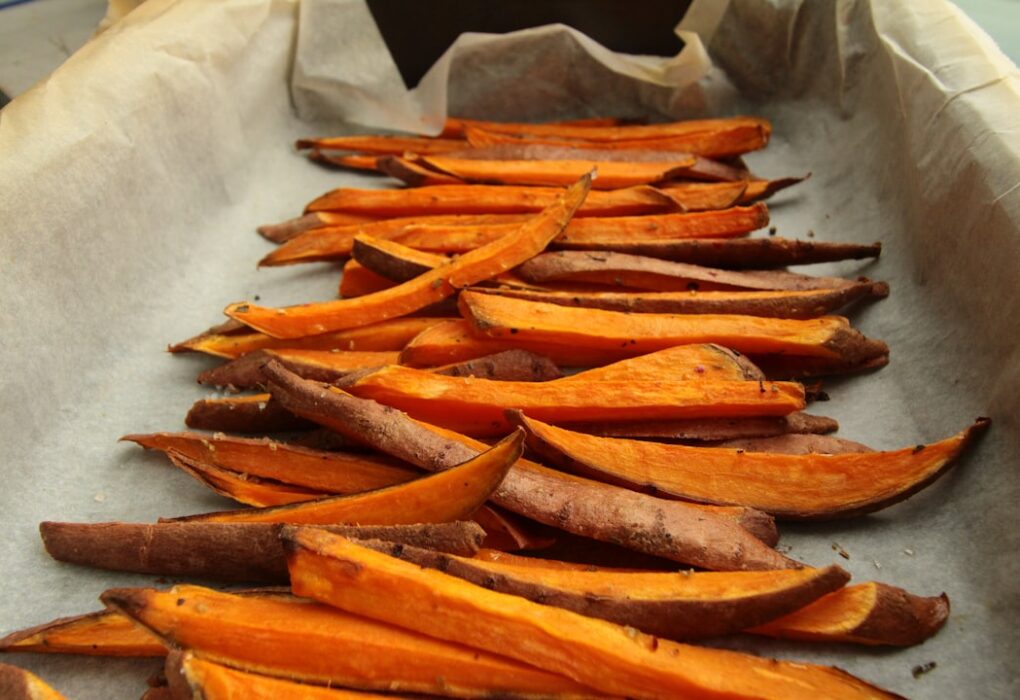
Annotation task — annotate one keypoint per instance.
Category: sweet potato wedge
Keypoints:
(95, 634)
(336, 243)
(706, 538)
(321, 365)
(221, 551)
(782, 304)
(192, 677)
(443, 497)
(381, 337)
(282, 636)
(869, 613)
(795, 486)
(675, 605)
(423, 290)
(608, 657)
(488, 199)
(625, 335)
(620, 269)
(732, 253)
(17, 684)
(474, 406)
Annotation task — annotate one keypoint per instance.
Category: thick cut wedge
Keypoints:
(710, 539)
(621, 335)
(475, 406)
(96, 634)
(869, 613)
(799, 487)
(385, 336)
(443, 497)
(608, 657)
(426, 289)
(674, 605)
(283, 636)
(222, 551)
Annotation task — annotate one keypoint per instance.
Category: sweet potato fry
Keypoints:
(625, 335)
(192, 677)
(336, 243)
(95, 634)
(423, 290)
(383, 145)
(474, 406)
(620, 269)
(732, 253)
(488, 199)
(252, 413)
(674, 605)
(611, 176)
(709, 430)
(796, 487)
(783, 304)
(283, 636)
(710, 539)
(867, 613)
(443, 497)
(385, 336)
(17, 684)
(321, 365)
(608, 657)
(221, 551)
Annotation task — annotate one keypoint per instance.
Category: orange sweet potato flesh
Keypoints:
(611, 176)
(608, 657)
(321, 365)
(336, 243)
(443, 497)
(17, 684)
(779, 304)
(474, 406)
(197, 678)
(96, 634)
(797, 487)
(674, 605)
(488, 199)
(706, 538)
(870, 613)
(426, 289)
(299, 640)
(625, 335)
(385, 336)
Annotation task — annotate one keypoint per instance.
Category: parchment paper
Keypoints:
(132, 181)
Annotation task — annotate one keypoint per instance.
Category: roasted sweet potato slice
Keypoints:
(336, 243)
(221, 551)
(474, 406)
(381, 337)
(96, 634)
(192, 677)
(443, 497)
(674, 605)
(870, 613)
(732, 253)
(321, 365)
(283, 636)
(489, 199)
(17, 684)
(798, 487)
(625, 335)
(783, 304)
(608, 657)
(706, 538)
(423, 290)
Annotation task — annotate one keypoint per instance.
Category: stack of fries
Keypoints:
(388, 483)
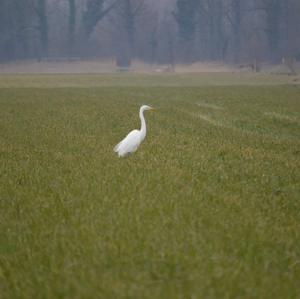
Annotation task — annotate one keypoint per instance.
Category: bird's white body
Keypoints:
(133, 140)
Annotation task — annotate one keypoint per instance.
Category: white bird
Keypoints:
(133, 140)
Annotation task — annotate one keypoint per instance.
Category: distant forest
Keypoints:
(166, 32)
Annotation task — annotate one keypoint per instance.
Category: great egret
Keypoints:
(133, 140)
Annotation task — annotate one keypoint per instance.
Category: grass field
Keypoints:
(208, 207)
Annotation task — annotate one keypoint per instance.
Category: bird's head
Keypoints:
(146, 107)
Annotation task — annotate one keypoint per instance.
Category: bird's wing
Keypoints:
(130, 142)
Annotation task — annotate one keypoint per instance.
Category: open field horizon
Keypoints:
(208, 207)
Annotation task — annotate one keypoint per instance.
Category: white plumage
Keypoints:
(133, 140)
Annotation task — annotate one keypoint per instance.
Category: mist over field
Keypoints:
(104, 197)
(246, 33)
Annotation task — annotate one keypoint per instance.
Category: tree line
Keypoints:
(185, 31)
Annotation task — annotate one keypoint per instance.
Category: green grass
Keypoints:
(208, 207)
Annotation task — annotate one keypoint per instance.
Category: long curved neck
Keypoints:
(143, 124)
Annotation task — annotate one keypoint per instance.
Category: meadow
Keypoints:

==*==

**Task description:**
Output the entries verbatim, skipping images.

**Problem solution:**
Annotation task — annotate one keypoint per instance.
Category: sweet potato wedge
Keypoints:
(95, 634)
(336, 243)
(706, 538)
(321, 365)
(221, 551)
(782, 304)
(192, 677)
(443, 497)
(381, 337)
(282, 636)
(869, 613)
(795, 486)
(675, 605)
(423, 290)
(608, 657)
(488, 199)
(625, 335)
(620, 269)
(732, 253)
(17, 684)
(474, 406)
Annotation task — annotate one keypoint per instance.
Category: thick cut wedge
Keypoints:
(710, 539)
(621, 335)
(475, 406)
(96, 634)
(869, 613)
(799, 487)
(385, 336)
(443, 497)
(608, 657)
(426, 289)
(674, 605)
(283, 636)
(222, 551)
Annotation task — annotate one keypoint per instance.
Category: sweet potato fry
Keypoints:
(625, 335)
(192, 677)
(336, 243)
(95, 634)
(423, 290)
(383, 145)
(474, 406)
(620, 269)
(732, 253)
(488, 199)
(252, 413)
(674, 605)
(611, 176)
(709, 430)
(796, 487)
(783, 304)
(283, 636)
(710, 539)
(867, 613)
(443, 497)
(385, 336)
(17, 684)
(321, 365)
(608, 657)
(221, 551)
Annotation task — annotate one keypoint per instance.
Category: orange sweet potato flesh
Keypoints:
(611, 176)
(608, 657)
(321, 365)
(336, 243)
(443, 497)
(17, 684)
(779, 304)
(474, 406)
(197, 678)
(96, 634)
(797, 487)
(674, 605)
(488, 199)
(706, 538)
(870, 613)
(426, 289)
(299, 640)
(625, 335)
(385, 336)
Annotation task — annotate one keypoint per instance.
Category: parchment paper
Keypoints:
(132, 181)
Annotation task — annotate one keypoint per instance.
Category: roasted sweet potato slice
Keypoints:
(336, 243)
(221, 551)
(474, 406)
(381, 337)
(96, 634)
(192, 677)
(443, 497)
(674, 605)
(870, 613)
(732, 253)
(321, 365)
(283, 636)
(489, 199)
(17, 684)
(798, 487)
(625, 335)
(783, 304)
(608, 657)
(706, 538)
(423, 290)
Annotation task — annotate one keypoint per instance.
Category: stack of fries
Keypoints:
(388, 483)
Annotation task — annotate one keypoint per instance.
Category: bird's white body
Keypoints:
(133, 140)
Annotation task — annotate one keypoint per instance.
Category: white bird
Keypoints:
(133, 140)
Annotation task — annotate one keypoint per instance.
Category: distant forest
Keypoints:
(166, 32)
Annotation task — annotate one keypoint per instance.
Category: great egret
Keypoints:
(133, 140)
Annotation task — annotate one keypoint per instance.
Category: grass field
Keypoints:
(208, 207)
Annotation task — annotate one keypoint per instance.
Category: bird's head
Keypoints:
(146, 107)
Annotation task — annotate one keypoint per instance.
Category: bird's wing
Keypoints:
(130, 142)
Annotation task — annotate one keypoint per instance.
Category: open field horizon
Keypoints:
(208, 207)
Annotation task — annotate one keypoint per instance.
Category: white plumage
Keypoints:
(133, 140)
Annotation task — annotate one keypoint per instance.
Category: mist over field
Keypoints:
(104, 197)
(246, 33)
Annotation task — annotate one keypoint per instance.
Category: tree line
Keypoints:
(185, 31)
Annotation task — annotate one keypoint per instance.
Category: green grass
Keypoints:
(208, 207)
Annotation task — annotate one keypoint per instance.
Category: long curved neck
Keypoints:
(143, 124)
Annotation task — annotate one keypoint per instance.
Category: meadow
Keypoints:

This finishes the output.